Kun je alle items hieronder regel voor regel letterlijk uitschrijven, zonder de afbeeldingen?
++++++++++++++++++++
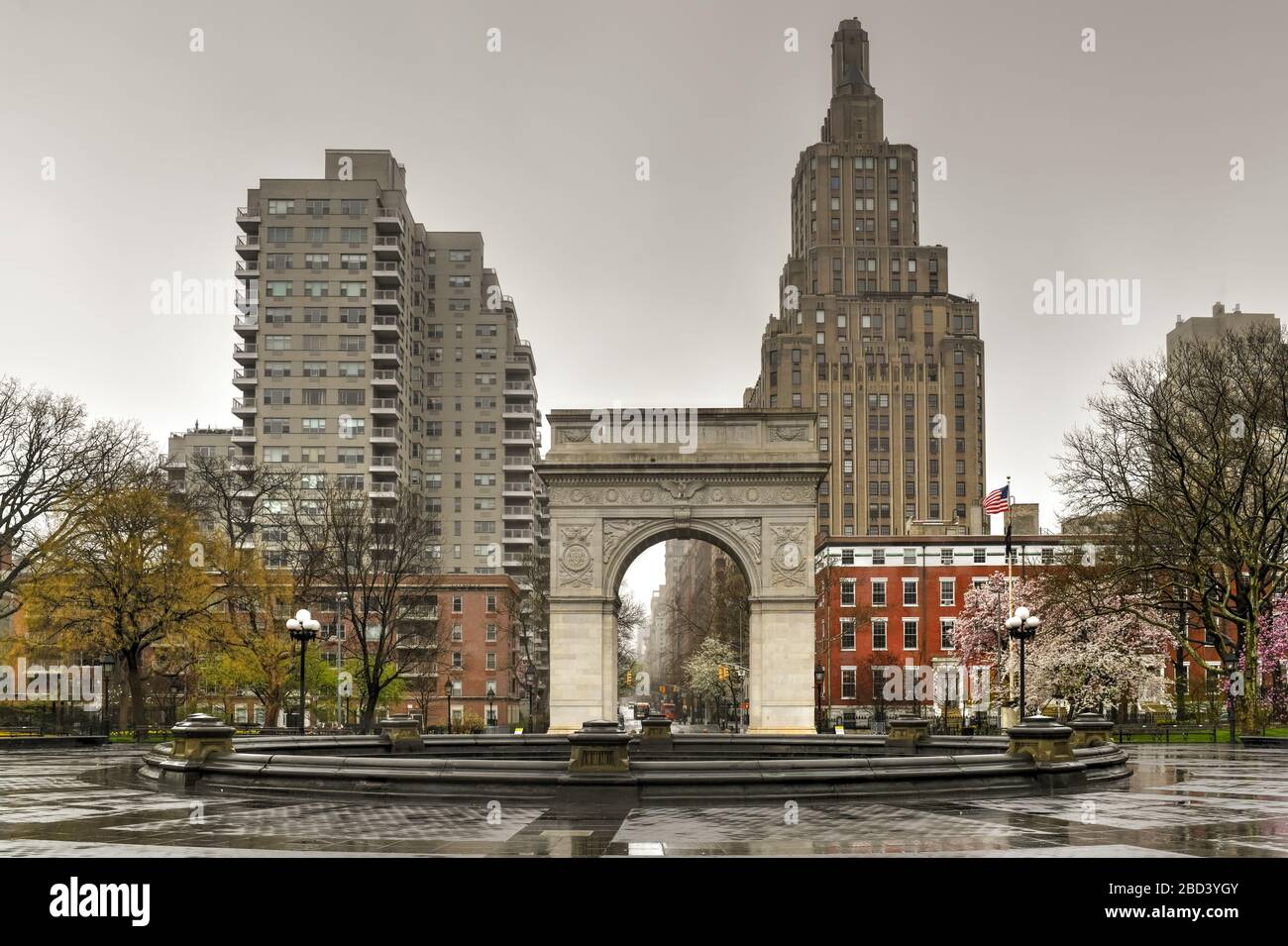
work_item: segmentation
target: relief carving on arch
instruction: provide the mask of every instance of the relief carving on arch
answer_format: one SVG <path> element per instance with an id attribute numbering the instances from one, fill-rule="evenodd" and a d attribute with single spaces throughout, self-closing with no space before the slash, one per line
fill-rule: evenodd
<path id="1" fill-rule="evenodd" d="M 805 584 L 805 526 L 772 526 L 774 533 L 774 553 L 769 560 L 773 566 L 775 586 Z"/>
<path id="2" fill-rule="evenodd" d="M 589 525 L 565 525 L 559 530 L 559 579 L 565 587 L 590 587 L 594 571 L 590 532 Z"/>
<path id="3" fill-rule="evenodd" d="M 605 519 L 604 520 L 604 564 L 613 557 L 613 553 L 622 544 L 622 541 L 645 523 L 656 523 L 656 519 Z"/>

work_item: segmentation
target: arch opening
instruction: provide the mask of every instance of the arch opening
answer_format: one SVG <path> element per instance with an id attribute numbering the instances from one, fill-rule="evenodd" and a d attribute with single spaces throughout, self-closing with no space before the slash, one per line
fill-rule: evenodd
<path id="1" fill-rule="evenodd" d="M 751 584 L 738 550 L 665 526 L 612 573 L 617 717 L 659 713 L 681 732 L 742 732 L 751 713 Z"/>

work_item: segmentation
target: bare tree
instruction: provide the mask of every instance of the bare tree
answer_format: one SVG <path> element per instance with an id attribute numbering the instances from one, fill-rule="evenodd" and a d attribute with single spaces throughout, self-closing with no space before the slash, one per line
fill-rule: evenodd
++++++++++++++++++++
▶ **ANTWOORD**:
work_item: segmentation
target: relief carving on arch
instruction: provide the mask of every instance of the relief carving on arch
answer_format: one SVG <path> element per instance with an id attribute numbering the instances from one, fill-rule="evenodd" and a d attribute with single spaces throughout, self-closing with no space before the slash, one per line
fill-rule: evenodd
<path id="1" fill-rule="evenodd" d="M 805 584 L 805 526 L 772 526 L 774 533 L 774 553 L 769 560 L 773 566 L 775 586 Z"/>
<path id="2" fill-rule="evenodd" d="M 589 525 L 565 525 L 559 530 L 559 579 L 565 587 L 590 587 L 594 571 L 590 532 Z"/>
<path id="3" fill-rule="evenodd" d="M 605 519 L 604 520 L 604 564 L 613 557 L 613 553 L 622 544 L 622 541 L 645 523 L 656 523 L 656 519 Z"/>

work_item: segmentation
target: arch opening
instruction: provide the mask of every instance of the arch opening
answer_format: one SVG <path> element per instance with an id attribute numbering the instances from one, fill-rule="evenodd" and a d attribute with single spaces throughout, self-closing with no space before the slash, one per line
fill-rule: evenodd
<path id="1" fill-rule="evenodd" d="M 751 584 L 738 550 L 665 526 L 612 573 L 617 717 L 659 713 L 681 732 L 742 732 L 751 713 Z"/>

work_item: segmentation
target: bare tree
instruction: provide the mask of every instance of the bare tree
answer_format: one SVG <path> element per instance with an id attribute numbering the instances from one, fill-rule="evenodd" and a d attribute with single spaces throughout, self-closing with no space before the slash, one per line
fill-rule: evenodd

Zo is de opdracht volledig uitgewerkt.